## Alıştırmanın amacı
Aşağıdaki verilerde "stool" sözcüğünün geçtiği satırların tamamını bulunuz ve bunları kopyalayınız.

## Çalışma malzemesi
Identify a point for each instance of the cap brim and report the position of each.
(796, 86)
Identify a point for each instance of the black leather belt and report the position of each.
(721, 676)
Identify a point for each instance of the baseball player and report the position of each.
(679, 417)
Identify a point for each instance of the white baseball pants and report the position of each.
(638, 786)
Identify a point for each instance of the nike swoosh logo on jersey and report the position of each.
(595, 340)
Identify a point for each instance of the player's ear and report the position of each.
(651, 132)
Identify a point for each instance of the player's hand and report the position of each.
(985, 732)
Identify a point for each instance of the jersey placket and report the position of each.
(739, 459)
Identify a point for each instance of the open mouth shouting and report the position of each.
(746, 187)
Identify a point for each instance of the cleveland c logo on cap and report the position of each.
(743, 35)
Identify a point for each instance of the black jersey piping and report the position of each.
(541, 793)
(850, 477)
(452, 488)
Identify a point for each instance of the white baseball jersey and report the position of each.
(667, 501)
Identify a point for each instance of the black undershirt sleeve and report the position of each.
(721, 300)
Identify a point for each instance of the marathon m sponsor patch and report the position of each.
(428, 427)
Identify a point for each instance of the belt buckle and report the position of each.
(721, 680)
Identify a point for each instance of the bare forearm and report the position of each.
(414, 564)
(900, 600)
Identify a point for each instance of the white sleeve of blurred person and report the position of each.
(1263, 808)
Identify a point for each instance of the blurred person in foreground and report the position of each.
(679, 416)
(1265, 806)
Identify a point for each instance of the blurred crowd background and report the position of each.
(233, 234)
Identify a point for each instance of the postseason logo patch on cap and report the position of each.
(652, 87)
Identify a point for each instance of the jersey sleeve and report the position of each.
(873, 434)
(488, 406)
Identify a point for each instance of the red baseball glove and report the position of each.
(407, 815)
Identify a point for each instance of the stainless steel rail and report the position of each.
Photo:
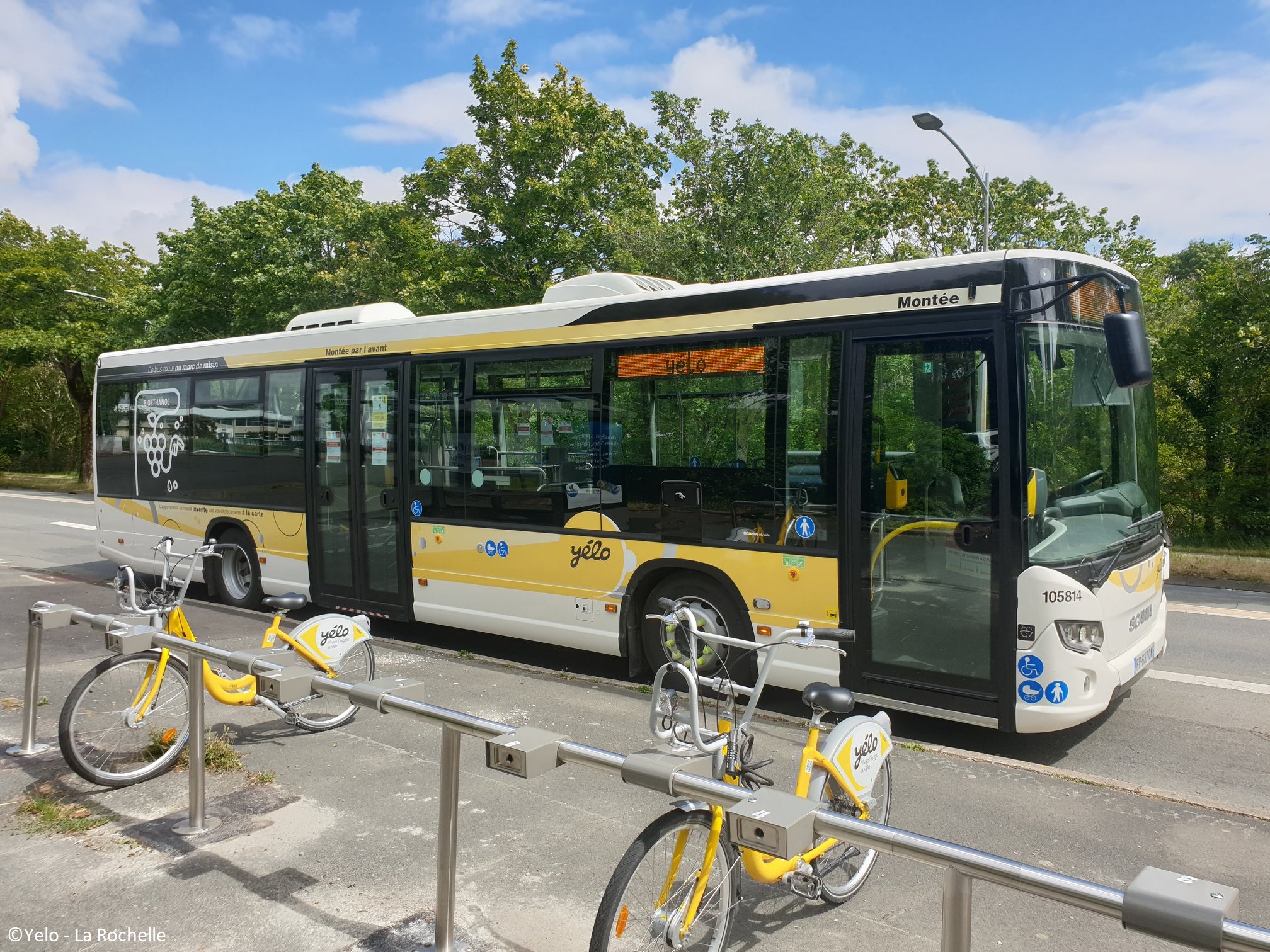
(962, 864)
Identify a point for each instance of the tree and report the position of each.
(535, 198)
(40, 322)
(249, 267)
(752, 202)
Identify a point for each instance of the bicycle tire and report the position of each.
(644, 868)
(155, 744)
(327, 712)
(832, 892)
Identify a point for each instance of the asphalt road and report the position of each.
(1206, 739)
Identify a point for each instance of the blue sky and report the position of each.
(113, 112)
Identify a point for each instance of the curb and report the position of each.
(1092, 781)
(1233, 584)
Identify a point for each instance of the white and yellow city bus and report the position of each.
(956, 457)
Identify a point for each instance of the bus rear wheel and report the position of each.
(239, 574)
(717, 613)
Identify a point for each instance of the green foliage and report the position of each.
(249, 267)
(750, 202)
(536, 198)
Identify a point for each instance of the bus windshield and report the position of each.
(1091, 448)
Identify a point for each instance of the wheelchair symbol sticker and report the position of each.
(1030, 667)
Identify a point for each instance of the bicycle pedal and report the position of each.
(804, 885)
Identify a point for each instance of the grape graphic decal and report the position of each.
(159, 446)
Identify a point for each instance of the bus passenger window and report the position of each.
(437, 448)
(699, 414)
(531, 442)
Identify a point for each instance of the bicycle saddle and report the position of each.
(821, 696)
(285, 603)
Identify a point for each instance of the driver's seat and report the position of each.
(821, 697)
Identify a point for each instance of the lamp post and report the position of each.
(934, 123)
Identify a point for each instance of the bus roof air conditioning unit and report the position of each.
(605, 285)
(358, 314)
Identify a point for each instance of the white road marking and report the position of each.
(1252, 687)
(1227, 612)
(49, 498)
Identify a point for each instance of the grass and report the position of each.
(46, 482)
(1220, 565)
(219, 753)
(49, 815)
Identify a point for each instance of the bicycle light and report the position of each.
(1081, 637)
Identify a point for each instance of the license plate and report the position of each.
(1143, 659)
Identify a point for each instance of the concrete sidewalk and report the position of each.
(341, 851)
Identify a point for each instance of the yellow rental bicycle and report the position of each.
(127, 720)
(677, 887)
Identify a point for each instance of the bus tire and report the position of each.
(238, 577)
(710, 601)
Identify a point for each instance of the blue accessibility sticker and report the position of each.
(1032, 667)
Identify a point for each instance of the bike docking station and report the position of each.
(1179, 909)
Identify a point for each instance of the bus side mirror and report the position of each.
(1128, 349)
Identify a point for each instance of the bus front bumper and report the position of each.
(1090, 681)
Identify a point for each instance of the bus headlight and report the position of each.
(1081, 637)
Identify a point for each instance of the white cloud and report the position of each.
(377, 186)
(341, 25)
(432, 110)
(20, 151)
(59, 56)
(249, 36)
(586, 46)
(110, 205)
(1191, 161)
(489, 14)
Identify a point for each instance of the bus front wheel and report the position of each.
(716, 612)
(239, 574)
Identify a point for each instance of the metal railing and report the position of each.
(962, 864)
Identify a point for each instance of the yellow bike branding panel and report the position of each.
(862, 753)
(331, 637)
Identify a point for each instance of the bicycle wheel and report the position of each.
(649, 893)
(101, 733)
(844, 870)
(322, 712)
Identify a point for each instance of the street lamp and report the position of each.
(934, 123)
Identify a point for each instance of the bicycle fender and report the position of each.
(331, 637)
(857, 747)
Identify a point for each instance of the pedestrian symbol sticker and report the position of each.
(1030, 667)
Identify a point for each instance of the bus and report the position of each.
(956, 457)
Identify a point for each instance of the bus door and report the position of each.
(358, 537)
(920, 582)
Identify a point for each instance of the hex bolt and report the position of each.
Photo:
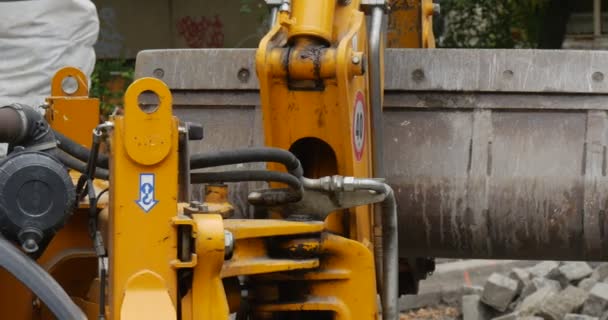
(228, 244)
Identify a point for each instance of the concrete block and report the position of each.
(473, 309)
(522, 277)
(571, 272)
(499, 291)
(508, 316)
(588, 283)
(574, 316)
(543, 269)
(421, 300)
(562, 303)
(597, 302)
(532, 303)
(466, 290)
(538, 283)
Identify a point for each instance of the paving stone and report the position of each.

...

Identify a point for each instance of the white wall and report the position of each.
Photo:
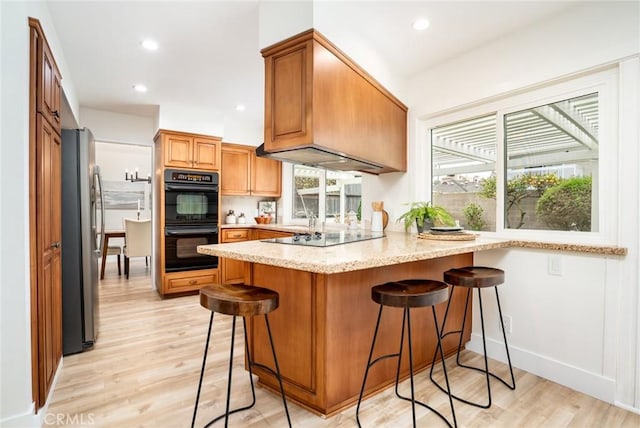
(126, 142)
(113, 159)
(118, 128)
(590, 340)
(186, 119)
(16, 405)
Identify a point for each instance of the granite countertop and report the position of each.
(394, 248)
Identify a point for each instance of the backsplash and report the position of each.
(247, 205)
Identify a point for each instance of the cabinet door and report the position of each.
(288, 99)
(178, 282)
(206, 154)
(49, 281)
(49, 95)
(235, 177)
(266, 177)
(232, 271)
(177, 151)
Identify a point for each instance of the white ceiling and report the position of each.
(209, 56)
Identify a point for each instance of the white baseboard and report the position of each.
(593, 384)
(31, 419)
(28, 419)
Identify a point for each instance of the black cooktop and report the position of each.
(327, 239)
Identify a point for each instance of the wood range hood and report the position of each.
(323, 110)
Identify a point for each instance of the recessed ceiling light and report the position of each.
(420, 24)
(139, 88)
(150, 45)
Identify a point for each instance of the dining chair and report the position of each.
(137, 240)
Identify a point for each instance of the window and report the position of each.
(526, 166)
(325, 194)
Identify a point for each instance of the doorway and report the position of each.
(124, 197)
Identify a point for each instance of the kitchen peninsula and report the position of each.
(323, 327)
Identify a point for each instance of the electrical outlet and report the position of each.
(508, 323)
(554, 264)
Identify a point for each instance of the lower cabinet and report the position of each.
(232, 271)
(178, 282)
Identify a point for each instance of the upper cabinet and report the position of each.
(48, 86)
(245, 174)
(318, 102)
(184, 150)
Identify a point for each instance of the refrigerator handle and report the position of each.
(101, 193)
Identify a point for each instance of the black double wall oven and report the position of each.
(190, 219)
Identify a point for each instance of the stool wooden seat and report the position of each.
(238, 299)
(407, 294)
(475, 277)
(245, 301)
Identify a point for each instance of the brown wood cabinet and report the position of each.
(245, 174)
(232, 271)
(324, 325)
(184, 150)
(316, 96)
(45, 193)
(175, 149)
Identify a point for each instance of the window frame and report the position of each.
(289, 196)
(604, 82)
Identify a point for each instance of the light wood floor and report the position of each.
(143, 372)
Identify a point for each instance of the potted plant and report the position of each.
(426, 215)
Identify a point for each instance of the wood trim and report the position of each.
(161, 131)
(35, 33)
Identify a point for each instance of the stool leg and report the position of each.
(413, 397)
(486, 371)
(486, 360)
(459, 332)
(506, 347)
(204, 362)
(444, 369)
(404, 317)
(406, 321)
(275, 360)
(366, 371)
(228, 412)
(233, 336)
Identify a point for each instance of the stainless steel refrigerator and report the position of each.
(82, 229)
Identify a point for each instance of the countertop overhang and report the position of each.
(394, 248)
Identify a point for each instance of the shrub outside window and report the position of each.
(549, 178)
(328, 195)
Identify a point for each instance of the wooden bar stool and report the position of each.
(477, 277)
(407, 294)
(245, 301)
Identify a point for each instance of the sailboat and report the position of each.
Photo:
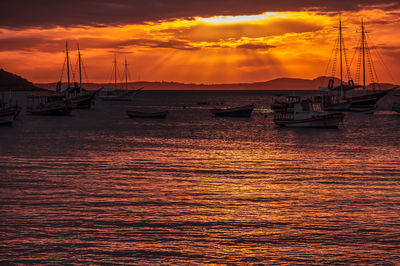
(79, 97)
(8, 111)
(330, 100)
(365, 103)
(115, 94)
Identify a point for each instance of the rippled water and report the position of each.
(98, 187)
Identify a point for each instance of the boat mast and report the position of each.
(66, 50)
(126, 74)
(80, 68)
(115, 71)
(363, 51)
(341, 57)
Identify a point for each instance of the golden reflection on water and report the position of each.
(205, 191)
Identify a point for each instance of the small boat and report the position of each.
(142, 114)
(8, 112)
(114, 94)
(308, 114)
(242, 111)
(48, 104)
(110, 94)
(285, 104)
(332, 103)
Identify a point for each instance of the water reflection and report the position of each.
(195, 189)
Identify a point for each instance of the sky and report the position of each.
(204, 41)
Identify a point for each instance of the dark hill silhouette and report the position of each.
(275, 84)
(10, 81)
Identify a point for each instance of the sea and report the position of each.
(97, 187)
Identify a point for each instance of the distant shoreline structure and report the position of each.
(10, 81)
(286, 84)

## Alıştırmanın cevabı
Identify a point for each instance of the stool wooden seat and report the position of each.
Identify a point for each instance of the stool leg and report the position of each.
Identify a point for each instance of the wooden bar stool and report the position of each.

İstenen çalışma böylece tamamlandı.